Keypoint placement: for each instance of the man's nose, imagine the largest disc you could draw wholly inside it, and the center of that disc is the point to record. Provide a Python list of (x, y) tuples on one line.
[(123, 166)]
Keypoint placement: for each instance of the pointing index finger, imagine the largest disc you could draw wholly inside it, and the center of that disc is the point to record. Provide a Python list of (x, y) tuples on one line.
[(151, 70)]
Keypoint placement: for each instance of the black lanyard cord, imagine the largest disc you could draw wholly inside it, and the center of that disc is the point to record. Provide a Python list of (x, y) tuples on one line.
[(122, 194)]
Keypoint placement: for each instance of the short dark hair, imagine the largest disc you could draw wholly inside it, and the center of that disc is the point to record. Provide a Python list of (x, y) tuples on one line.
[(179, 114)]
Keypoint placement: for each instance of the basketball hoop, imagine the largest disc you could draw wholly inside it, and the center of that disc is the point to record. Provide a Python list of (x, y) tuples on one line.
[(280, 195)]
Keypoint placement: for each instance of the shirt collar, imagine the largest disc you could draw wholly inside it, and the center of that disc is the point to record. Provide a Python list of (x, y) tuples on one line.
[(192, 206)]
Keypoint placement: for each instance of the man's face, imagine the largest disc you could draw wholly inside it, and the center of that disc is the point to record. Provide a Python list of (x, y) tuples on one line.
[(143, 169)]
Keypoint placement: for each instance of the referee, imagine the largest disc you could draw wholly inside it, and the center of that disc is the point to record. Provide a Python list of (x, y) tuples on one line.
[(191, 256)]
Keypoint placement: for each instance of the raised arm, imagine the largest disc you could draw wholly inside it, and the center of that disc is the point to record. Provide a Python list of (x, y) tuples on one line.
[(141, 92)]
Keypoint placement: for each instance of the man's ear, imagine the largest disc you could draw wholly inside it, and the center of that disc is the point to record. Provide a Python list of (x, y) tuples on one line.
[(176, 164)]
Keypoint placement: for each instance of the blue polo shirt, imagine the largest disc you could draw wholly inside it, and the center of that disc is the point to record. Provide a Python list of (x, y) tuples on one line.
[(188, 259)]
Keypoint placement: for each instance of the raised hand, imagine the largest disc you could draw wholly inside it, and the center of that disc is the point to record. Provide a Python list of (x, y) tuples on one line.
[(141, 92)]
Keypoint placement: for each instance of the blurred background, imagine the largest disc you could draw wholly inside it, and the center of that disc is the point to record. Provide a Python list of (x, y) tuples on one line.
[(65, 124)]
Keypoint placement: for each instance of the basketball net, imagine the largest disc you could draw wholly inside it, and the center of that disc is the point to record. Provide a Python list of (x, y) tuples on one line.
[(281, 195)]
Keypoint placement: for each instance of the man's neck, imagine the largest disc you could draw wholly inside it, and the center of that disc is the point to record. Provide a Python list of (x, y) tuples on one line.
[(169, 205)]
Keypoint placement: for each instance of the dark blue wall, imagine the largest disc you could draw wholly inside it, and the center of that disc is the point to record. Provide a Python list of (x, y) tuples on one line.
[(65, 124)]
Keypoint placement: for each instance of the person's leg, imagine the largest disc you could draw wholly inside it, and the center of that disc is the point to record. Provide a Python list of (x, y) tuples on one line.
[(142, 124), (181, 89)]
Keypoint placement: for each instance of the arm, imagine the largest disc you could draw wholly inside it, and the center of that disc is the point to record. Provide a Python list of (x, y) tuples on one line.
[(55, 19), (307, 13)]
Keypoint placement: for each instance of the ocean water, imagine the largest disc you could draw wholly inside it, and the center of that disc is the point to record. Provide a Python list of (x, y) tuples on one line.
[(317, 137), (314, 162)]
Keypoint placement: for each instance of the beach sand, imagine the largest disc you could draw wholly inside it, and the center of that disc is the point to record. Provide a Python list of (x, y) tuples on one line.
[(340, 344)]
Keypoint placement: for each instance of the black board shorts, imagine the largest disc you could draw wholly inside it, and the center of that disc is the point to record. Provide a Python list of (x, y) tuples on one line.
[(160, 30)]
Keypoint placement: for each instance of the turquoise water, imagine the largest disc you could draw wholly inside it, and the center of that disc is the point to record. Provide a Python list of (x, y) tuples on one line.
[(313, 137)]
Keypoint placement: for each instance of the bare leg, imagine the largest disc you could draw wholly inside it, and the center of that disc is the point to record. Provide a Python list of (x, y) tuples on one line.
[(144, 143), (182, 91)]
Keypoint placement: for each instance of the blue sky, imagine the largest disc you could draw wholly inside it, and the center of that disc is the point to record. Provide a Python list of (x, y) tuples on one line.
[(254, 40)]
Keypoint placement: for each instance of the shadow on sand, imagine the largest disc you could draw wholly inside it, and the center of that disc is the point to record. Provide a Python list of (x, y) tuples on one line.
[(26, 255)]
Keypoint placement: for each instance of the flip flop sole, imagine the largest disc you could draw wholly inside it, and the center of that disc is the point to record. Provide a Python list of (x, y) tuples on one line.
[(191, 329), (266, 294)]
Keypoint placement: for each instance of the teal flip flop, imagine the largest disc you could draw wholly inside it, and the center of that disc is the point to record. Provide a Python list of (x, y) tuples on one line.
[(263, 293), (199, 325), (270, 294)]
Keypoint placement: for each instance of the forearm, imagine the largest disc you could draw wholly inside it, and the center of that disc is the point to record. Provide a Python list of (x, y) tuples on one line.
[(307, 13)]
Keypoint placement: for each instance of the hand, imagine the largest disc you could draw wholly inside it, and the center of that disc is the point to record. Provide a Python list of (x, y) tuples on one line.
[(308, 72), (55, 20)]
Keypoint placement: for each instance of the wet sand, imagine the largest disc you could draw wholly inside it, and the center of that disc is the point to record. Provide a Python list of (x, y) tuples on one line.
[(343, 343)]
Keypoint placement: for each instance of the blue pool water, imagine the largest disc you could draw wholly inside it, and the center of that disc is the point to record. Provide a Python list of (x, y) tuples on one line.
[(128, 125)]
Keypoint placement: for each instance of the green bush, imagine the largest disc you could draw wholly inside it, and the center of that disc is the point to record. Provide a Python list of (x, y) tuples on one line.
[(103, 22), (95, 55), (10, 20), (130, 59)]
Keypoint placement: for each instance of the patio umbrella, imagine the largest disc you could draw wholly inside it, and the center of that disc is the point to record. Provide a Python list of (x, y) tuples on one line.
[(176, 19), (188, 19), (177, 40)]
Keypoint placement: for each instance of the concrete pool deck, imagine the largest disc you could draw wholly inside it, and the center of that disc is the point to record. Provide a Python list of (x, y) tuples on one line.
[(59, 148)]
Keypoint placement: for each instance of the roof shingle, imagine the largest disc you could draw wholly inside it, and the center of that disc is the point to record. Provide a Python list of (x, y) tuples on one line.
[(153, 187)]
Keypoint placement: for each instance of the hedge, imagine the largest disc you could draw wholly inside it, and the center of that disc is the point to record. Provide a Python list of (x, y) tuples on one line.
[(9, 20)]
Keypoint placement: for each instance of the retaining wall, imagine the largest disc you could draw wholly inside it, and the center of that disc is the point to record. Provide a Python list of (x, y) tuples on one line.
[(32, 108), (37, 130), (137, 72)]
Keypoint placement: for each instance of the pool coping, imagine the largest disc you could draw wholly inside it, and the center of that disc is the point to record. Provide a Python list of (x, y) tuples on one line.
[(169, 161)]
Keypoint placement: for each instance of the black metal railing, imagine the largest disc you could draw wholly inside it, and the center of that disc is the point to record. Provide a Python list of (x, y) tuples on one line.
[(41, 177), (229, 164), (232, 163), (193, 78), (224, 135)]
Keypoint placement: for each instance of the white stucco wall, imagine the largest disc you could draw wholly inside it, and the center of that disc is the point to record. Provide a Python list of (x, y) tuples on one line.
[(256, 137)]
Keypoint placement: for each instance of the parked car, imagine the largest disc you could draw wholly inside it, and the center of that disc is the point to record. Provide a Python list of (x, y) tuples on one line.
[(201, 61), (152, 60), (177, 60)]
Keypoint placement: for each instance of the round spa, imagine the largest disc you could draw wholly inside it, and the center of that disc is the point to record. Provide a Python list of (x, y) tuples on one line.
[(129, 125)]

━━━━━━━━

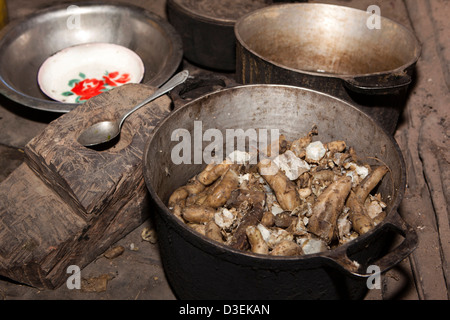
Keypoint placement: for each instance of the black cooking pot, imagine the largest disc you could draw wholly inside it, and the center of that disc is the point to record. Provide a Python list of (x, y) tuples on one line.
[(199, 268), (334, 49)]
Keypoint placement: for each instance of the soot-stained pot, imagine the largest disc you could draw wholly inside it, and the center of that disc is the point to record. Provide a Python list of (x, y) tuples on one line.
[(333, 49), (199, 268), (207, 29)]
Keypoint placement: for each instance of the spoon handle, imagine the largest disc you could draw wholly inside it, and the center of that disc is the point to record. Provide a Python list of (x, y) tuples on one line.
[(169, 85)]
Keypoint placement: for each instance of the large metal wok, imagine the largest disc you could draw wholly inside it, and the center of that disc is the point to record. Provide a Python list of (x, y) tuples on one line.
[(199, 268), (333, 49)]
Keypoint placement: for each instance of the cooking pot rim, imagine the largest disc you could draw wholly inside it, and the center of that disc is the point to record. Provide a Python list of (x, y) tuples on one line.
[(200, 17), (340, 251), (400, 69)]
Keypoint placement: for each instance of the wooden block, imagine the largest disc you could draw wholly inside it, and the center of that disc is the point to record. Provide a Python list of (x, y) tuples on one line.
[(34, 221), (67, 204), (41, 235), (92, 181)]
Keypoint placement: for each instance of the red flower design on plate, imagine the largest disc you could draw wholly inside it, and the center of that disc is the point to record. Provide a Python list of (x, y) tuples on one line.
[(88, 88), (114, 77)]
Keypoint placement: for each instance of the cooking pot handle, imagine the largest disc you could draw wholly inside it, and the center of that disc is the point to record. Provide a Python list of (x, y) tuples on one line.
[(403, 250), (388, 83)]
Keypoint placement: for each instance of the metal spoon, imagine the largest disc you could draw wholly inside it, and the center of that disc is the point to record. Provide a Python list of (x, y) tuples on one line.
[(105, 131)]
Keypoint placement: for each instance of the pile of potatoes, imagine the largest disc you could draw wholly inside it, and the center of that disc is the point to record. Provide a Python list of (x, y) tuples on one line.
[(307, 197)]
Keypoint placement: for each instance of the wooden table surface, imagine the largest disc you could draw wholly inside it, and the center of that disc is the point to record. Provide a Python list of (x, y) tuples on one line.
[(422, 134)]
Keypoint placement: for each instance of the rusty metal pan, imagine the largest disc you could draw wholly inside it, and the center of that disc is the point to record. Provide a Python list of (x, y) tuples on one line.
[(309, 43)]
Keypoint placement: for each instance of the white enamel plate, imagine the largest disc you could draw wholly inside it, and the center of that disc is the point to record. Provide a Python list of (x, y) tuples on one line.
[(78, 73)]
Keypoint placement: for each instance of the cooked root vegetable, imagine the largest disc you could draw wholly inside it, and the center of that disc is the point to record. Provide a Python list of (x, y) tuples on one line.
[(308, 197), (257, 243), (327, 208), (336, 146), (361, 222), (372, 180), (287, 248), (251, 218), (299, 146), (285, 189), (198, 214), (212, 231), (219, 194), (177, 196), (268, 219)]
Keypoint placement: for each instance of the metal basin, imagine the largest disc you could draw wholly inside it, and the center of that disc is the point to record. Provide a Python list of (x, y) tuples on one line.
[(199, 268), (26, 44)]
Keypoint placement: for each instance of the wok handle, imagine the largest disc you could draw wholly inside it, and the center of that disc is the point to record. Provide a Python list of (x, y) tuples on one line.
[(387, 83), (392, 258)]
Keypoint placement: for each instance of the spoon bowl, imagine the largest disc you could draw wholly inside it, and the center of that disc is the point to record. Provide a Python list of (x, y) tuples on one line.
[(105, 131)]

━━━━━━━━

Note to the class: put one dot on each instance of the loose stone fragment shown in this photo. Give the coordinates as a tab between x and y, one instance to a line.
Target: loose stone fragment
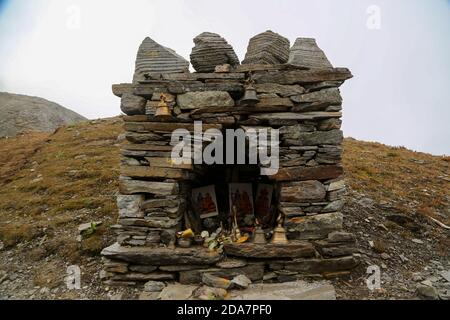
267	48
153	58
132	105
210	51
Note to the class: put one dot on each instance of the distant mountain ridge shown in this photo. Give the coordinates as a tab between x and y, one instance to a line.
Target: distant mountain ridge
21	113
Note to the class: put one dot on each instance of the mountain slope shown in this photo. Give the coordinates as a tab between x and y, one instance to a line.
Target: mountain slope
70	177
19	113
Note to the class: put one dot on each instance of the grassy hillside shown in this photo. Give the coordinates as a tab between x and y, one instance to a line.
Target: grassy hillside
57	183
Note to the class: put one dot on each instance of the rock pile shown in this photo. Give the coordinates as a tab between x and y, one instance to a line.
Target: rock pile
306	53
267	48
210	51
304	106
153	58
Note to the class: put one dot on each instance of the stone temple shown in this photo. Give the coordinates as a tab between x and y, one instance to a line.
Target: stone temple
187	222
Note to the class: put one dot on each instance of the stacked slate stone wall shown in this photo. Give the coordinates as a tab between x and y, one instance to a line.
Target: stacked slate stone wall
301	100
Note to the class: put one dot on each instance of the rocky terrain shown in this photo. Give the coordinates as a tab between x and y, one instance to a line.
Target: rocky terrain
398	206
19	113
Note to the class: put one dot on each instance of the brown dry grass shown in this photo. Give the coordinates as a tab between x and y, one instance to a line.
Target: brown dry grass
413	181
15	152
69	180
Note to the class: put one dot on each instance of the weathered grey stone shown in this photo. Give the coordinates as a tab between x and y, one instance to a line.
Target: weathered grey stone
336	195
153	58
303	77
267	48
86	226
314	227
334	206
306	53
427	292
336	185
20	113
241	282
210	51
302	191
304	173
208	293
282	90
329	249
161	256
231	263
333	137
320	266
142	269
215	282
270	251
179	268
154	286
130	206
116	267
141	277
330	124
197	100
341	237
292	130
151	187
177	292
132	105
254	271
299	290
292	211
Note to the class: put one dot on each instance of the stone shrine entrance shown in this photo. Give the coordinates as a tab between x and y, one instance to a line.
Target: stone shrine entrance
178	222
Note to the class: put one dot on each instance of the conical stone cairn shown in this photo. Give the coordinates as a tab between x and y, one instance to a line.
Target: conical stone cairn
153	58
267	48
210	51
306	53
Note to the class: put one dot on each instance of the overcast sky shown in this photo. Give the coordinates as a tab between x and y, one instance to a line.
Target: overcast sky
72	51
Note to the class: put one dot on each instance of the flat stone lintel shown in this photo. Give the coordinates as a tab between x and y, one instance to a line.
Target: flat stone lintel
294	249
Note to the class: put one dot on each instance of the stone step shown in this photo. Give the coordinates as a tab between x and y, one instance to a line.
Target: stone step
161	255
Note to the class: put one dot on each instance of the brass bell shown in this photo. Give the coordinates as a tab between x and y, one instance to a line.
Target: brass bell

━━━━━━━━

▶ **What you have to do**
Working through the entries above, copy every line in which "bell" is found.

▶ **Result of the task**
Note to the class: put one dot on each instance of the brass bell shown in this photo. Give the coordinates as a tab between x and y, one instance to a line.
Target: brass bell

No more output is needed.